Exercise instructions — Rewrite the material below, replacing "shadowed grass area" with "shaded patch of lawn" wherever it occurs and leaving everything else unchanged. Omit the pictures from your answer.
— Begin —
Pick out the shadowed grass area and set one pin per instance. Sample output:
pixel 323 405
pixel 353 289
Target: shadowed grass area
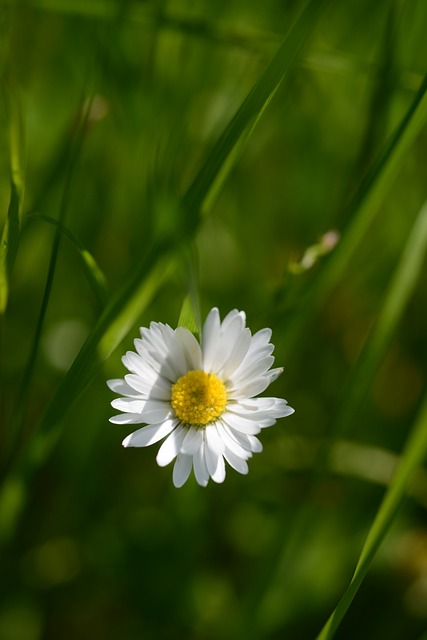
pixel 178 156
— End —
Exercise output —
Pick out the shaded patch of lawn and set one pin per instance. Sample output:
pixel 323 405
pixel 353 289
Target: shaded patch of lawn
pixel 178 156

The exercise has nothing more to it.